Text shown:
((
At this point, early in the evening, it's not noticeable. Ted is negotiating with those in charge at the Stegton Banquet Center, off Interstate 70, about one of his personal rituals within the larger ritual that is the working-class wedding reception. It's one of the little things that he believes set him apart from your garden-variety wedding-reception DJ.

The wedding party's bus is about to pull up in front. Ordinarily this is Ted's cue to bring out a round of drinks for the groomsmen and bridesmaids as they get off the bus. But that would mean leaving the building with drinks, and Stegton security rules forbid that.

So after some haggling back in the kitchen, Ted goes with the flow and forgets about the curb-service part of his shtick. But he has his reasons for trying to lubricate the wedding party early.

"When they get off the bus, they're going to be hot. They're going to be thirsty. What do you do? You greet them with drinks," Ted says as he snaps his fingers loudly enough to be heard a table away. "Right away, they see you are on top of things."

Any reasonable doubt about Ted's being on top of things is hard to maintain. As he heads out to greet the wedding party at the front door, he walks with the urgency of a waiter working for tips. His head swivels from side to side, as if he's a maitre d' searching the room for an empty table. He's not looking for anything specific, really, just checking things out.

Ted knows the drill, and he's on top of it. This may be the first time for the groom, Tim Newman, and the bride, Jill Stoverink, but Ted has been through this hundreds of times. Couples only get married for the first time once; for Ted, almost every Saturday night is another nuptial celebration.

Exhorting the wedding party as they line up in the lobby, about to enter the hall, Ted is part coach, part director -- part Knute Rockne, part Cecil B. DeMille.
))
Dataset excerpt:
((
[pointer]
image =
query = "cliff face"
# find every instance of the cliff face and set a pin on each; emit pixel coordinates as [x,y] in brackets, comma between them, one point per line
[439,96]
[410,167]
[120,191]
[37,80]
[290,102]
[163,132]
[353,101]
))
Written tasks:
1. Repeat the passage about Ted the wedding DJ word for word, everything from "Any reasonable doubt" down to "Cecil B. DeMille.".
2. Answer these questions about the passage on Ted the wedding DJ:
(a) Which highway is the Stegton Banquet Center off?
(b) What is the bride's name?
(c) Which two people is Ted compared to as he exhorts the wedding party in the lobby?
3. Can you carry the passage about Ted the wedding DJ forward, picking up after its final sentence?

Responses for each task:
1.
Any reasonable doubt about Ted's being on top of things is hard to maintain. As he heads out to greet the wedding party at the front door, he walks with the urgency of a waiter working for tips. His head swivels from side to side, as if he's a maitre d' searching the room for an empty table. He's not looking for anything specific, really, just checking things out.

Ted knows the drill, and he's on top of it. This may be the first time for the groom, Tim Newman, and the bride, Jill Stoverink, but Ted has been through this hundreds of times. Couples only get married for the first time once; for Ted, almost every Saturday night is another nuptial celebration.

Exhorting the wedding party as they line up in the lobby, about to enter the hall, Ted is part coach, part director -- part Knute Rockne, part Cecil B. DeMille.

2.
(a) Interstate 70
(b) Jill Stoverink
(c) Knute Rockne and Cecil B. DeMille

3.
During the previous week, he's practiced the pronunciation of each groomsman's and bridesmaid's name, and now he rattles them off as he walks past the wedding party. "John Blas-ka-witz ... Jim Gen-til-ee." The groomsmen appear impressed. "He got it right," one says.

Then it's time to pump up the volume. At six-foot-four, Ted is a taller version of former Saturday Night Live cast member Will Ferrell. People tell him he reminds them of Ferrell in the SNL cheerleader skits. He towers over the wedding party as he booms out his instructions, sans microphone:

"Ladies and gentlemen, let's make some noise for the reason we're all here tonight: Jill and Tim Newman."

He is answered with much cheering and screaming, whooping and hollering.

A movie buff, Ted borrows an interjection Al Pacino used in his Academy Award-winning performance as a blind Army officer in Scent of a Woman:

"Can we have a 'hoo-ah?' One-two-three, hoo-ah! Again! One-two-three, hoo-ah! For the bride and groom: One-two-three, hoo-ah!"

The 300-or-so guests inside the hall, on the other side of the door, have no idea what's causing the commotion. Once he gauges that the wedding party is frenzied enough, Ted goes through the doors, walking double-time back to his sound system to set up the first music requested by the bride and groom.

It's the theme from Shaft.

As the Isaac Hayes classic blares from the speakers, Ted introduces the ring bearer, the flower girl, the ushers, the groomsmen and the bridesmaids. They walk in -- two by two, arm in arm -- past the wedding cake and up to the head table, as Ted instructed them earlier, "ladies on the left, right-hand men on the right."

When it's time for Tim and Jill to enter the hall, Ted fades Isaac Hayes and talks over the music: "Ladies and gentlemen, let's get out of our chairs. I want a standing ovation, a big round of applause, for the reason we're all here tonight." Ted flips to the music the newlyweds have picked for their intro -- the Bee Gees' "Stayin' Alive," from the 1977 movie Saturday Night Fever -- and encourages the crowd: "I want a big round of applause for Tim and Jill Newman!"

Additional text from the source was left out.